▸ **TASK INSTRUCTIONS**: Write out exactly the line containing "of the forested" along with each line that follows it in the records below, and no others.
----
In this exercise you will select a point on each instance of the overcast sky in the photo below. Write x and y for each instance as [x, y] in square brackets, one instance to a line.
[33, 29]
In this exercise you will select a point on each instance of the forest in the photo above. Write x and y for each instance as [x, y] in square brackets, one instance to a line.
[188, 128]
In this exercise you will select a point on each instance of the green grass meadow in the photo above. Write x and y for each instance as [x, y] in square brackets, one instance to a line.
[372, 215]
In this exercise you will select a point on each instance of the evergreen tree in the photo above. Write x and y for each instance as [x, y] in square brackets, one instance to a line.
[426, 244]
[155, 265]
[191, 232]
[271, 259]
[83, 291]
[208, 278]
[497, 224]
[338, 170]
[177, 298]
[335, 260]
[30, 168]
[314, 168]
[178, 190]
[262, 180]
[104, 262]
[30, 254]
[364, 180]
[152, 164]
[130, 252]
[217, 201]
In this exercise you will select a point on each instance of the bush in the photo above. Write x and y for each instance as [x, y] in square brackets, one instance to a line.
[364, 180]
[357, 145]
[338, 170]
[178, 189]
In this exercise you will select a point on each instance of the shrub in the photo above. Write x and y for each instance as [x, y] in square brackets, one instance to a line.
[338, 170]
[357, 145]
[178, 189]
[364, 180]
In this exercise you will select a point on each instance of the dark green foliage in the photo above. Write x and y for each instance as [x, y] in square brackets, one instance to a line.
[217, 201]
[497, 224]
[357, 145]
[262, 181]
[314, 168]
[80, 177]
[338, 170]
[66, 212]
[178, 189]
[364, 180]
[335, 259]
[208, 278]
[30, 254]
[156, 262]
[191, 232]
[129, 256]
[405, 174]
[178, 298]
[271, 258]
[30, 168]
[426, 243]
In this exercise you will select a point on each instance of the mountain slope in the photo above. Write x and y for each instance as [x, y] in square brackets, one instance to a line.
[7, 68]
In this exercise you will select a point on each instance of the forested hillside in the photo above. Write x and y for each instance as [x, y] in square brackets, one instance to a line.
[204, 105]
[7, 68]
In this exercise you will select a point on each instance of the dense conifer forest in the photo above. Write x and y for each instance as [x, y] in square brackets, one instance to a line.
----
▸ **ANSWER TO THE PROBLEM**:
In this exercise you will select a point on each instance of the forested hillside in the photo above. Write x and y for each instance as [x, y] in square brackets, one instance to a line.
[204, 105]
[7, 68]
In this exercise you will select a point on each instance of the dense conifer forest in the photo above. Write x and y for each instance as [x, y] in square brackets, one instance to a line.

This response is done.